▶ Extract provided
The 2014 MTV Movie Awards were held on April 13, 2014 at the Nokia Theatre in Los Angeles, California. The show was hosted by late-night personality Conan O'Brien. The nominees were announced on the morning of March 6, 2014.
The awards ceremony took place on April 13. Zendaya, Tyler Posey, and MTV News personalities Josh Horowitz and Christina Garibaldi co-hosted the pre-show.

Opening scene cameos
In the pre-recorded, opening scene of the show, 50 celebrities (including O'Brien) made cameos. Those included (in order of appearance): Andy Samberg, Seth Rogen, Sarah Silverman, Ice Cube, Elijah Wood, Chris Pratt, Jessica Alba, Ashton Kutcher, Anna Faris, Danny McBride, Ed Helms, Jason Bateman, Lupita Nyong'o, Adam Sandler, Russell Crowe, Jennifer Connelly, Emma Watson, Anthony Hopkins, Logan Lerman, Shaun White, Rosario Dawson, Willie Nelson, Blake Griffin, Taylor Swift, Martin Scorsese, James Franco, Paul Rudd, Aziz Ansari, Grumpy Cat, Carrie Brownstein, Fred Armisen, Skrillex, Demi Moore, Tracy Morgan, Tom Arnold, Simon Helberg, Melissa Rauch, Mayim Bialik, Johnny Galecki, Jim Parsons, Kunal Nayyar, Kaley Cuoco, Mindy Kaling, Adam Scott, Elliot Page, Charles Barkley, Jack Nicholson, Katy Perry, and Jack White.

Performers
Conan O'Brien and Adam DeVine — Opening number
Twenty One Pilots — "Car Radio"
Eminem and Rihanna — "The Monster"
Ellie Goulding, Zedd, Matthew Koma, and Miriam Bryant— "Beating Heart" / "Find You"

Presenters
Lupita Nyong'o – presented Best On-Screen Transformation
Seth MacFarlane and Amanda Seyfried – presented Best Comedic Performance
Shaliene Woodley and Ansel Elgort – introduced Twenty One Pilots
Chris Pratt – presented reminder to vote for Movie of the Year
Jared Leto – presented Best Villain
Rita Ora and Jessica Alba – presented Best Shirtless Performance
Elliot Page – presented sneak peek to X-Men: Days of Future Past
Mila Kunis and Jonah Hill – presented MTV Trailblazer Award
Orlando Bloom – introduced Eminem and Rihanna
Seth Rogen, Zac Efron, and Dave Franco – presented Best Kiss
Cameron Diaz, Leslie Mann, Nicki Minaj, and Kate Upton – presented Best Male Performance
Jordana Brewster – presented tribute to Paul Walker
Aaron Taylor-Johnson – presented Best Fight
Adrian Grenier, Jerry Ferrara, and Kevin Dillon – presented MTV Generation Award
Andrew Garfield, Emma Stone, and Jamie Foxx – presented exclusive clip from The Amazing Spider-Man 2
Miles Teller and Iggy Azalea – introduced Ellie Goulding and Zedd
Johnny Depp – presented Best Movie of the Year

Nominations

Films with multiple nominations 
The following films received multiple nominations:

 Eight - American Hustle, The Wolf of Wall Street, and The Hunger Games: Catching Fire
 Six - We're the Millers
 Four - 12 Years a Slave, Anchorman 2: The Legend Continues, Dallas Buyers Club, The Hobbit: The Desolation of Smaug, and This Is the End
 Two - Identity Thief, Iron Man 3, Ride Along, The Spectacular Now, and Thor: The Dark World

Individuals with multiple nominations 
The following individuals received multiple nominations:

 Five - Leonardo DiCaprio (The Wolf of Wall Street)

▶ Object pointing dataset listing
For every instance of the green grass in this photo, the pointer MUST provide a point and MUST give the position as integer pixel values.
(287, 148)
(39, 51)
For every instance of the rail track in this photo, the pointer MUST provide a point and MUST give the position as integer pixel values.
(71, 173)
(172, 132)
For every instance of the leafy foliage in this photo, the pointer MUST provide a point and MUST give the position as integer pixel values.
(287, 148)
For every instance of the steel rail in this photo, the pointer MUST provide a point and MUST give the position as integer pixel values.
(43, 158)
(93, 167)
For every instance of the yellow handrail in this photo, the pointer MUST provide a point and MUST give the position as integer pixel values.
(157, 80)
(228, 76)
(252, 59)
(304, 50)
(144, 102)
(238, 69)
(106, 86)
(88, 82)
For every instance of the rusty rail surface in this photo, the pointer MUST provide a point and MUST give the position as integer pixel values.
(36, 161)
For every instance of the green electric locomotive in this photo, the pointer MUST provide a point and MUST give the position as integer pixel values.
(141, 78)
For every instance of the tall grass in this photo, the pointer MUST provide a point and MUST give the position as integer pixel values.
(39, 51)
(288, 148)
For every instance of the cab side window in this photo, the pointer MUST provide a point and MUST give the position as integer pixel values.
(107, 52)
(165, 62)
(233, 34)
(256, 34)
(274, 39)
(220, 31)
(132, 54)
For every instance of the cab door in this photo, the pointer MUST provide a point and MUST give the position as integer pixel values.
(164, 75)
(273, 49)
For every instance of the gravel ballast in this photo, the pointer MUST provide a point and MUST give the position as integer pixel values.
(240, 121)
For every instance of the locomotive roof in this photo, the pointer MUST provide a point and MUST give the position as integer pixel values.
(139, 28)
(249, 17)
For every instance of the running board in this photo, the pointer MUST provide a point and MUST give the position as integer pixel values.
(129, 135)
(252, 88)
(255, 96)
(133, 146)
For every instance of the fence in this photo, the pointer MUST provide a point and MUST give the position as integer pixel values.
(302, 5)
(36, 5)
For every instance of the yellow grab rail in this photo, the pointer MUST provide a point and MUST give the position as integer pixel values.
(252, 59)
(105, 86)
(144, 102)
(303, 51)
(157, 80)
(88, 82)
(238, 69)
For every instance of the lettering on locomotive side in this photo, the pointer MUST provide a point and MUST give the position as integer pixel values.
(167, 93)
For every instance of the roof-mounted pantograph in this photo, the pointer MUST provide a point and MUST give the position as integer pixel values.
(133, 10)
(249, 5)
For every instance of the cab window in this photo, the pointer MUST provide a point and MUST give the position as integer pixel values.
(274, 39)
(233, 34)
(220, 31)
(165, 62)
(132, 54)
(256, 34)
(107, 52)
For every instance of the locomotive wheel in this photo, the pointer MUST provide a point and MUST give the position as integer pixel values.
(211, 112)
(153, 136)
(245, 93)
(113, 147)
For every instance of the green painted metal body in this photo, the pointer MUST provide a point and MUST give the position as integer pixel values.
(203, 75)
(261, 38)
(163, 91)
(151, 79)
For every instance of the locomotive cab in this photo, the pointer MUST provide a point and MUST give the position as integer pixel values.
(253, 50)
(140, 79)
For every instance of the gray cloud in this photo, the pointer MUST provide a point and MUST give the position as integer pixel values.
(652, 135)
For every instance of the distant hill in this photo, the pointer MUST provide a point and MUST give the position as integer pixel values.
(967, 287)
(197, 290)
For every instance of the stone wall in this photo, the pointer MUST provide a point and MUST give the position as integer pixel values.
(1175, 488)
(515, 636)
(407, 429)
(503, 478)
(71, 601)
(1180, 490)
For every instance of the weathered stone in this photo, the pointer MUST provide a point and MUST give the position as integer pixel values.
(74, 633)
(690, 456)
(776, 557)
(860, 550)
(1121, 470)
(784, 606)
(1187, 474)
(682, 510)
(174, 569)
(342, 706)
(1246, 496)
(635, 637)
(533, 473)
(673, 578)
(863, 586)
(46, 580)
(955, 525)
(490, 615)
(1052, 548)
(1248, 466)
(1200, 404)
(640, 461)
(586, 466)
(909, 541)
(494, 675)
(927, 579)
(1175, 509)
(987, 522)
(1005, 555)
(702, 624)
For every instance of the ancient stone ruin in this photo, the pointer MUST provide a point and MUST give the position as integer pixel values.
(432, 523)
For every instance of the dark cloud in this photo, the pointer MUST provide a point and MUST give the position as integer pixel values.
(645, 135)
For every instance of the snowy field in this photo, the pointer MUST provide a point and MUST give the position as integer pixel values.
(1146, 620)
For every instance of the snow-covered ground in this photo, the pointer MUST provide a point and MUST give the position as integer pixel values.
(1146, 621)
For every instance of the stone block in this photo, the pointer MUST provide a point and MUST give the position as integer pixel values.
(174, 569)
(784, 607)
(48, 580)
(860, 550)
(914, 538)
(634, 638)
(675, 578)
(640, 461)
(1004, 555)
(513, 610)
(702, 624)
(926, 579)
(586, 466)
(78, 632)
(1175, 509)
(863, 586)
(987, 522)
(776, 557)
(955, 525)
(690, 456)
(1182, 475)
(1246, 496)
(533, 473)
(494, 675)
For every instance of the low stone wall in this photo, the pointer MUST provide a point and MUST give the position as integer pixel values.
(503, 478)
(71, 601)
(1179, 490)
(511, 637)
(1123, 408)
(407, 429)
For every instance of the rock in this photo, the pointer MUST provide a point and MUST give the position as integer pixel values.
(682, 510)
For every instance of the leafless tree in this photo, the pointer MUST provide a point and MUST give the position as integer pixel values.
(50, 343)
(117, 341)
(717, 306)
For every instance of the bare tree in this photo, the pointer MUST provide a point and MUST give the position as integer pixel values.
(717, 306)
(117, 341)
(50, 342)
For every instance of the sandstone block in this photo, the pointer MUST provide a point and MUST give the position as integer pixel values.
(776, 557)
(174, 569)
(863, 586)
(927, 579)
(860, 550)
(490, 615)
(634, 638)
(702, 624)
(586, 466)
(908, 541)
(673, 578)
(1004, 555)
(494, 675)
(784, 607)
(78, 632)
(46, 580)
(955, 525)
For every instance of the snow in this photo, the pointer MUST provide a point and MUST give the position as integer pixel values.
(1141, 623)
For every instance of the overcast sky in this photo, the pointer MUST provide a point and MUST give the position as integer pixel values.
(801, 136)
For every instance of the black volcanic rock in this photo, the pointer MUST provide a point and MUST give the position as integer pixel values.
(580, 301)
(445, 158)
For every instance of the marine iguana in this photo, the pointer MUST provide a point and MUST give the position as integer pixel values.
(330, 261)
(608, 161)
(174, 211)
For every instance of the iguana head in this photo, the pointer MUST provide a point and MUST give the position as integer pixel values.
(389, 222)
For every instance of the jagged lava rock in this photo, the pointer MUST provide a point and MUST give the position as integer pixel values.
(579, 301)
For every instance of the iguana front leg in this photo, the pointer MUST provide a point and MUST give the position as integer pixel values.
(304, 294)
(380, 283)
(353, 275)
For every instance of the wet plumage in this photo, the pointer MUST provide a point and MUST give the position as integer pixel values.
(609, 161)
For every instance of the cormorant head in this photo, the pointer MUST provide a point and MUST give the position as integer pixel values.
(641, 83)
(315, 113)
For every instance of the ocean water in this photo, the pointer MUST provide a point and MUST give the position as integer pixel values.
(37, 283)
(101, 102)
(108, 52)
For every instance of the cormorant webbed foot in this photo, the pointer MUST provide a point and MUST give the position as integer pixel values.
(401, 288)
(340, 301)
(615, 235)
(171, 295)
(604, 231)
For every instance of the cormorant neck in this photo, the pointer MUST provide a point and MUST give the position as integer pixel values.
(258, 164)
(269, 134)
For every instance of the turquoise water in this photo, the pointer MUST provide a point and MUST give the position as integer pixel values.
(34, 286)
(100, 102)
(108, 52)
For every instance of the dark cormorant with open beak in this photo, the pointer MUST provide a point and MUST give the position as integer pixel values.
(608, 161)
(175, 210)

▶ What this exercise asks
**A.** Name every film that the article on the 2014 MTV Movie Awards says received four nominations.
**B.** According to the 2014 MTV Movie Awards article, where was the ceremony held?
**C.** Write the next part of the 2014 MTV Movie Awards article, picking up right after its final line.

▶ Results by task
**A.** 12 Years a Slave, Anchorman 2: The Legend Continues, Dallas Buyers Club, The Hobbit: The Desolation of Smaug, and This Is the End

**B.** At the Nokia Theatre in Los Angeles, California.

**C.**
 Four - Jennifer Lawrence (American Hustle and The Hunger Games: Catching Fire)
 Three - Amy Adams (American Hustle), Jennifer Aniston (We're The Millers), Matthew McConaughey (Dallas Buyers Club), Jonah Hill (The Wolf of Wall Street and This is the End), Melissa McCarthy (Identity Thief and The Heat), and Will Poulter (We're the Millers)
 Two - Tina Fey (Anchorman 2: The Legend Continues), Amy Poehler  (Anchorman 2: The Legend Continues), Kanye West (Anchorman 2: The Legend Continues), Steve Carell (Anchorman 2: The Legend Continues), Will Ferrell (Anchorman 2: The Legend Continues), Paul Rudd (Anchorman 2: The Legend Continues), David Koechner (Anchorman 2: The Legend Continues), Jared Leto (Dallas Buyers Club) Orlando Bloom (The Hobbit: The Desolation of Smaug), Chris Hemsworth (Thor: The Dark World), Kevin Hart (Ride Along), Seth Rogen (This is the End), Channing Tatum (This is the End and White House Down), Christian Bale (American Hustle), and Miles Teller (The Spectacular Now)

Multiple winners
Three – The Hunger Games: Catching Fire
Two – We're the Millers, The Wolf of Wall Street, and This Is the End

Awards
The winners are in bold. An asterisk (*) indicates that the winners were announced during the pre-show.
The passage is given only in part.